◆ **DATA FOR THIS TASK**
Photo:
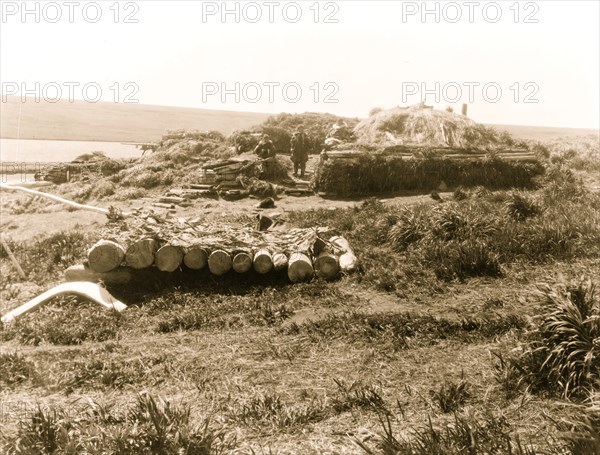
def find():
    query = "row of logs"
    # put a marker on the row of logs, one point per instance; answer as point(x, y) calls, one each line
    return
point(334, 256)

◆ **WHAT IS BEING ASKED**
Determine how many lines of the listing above contain the string "logs", and answer with that figure alone.

◆ **WRITTEN RESPONSE**
2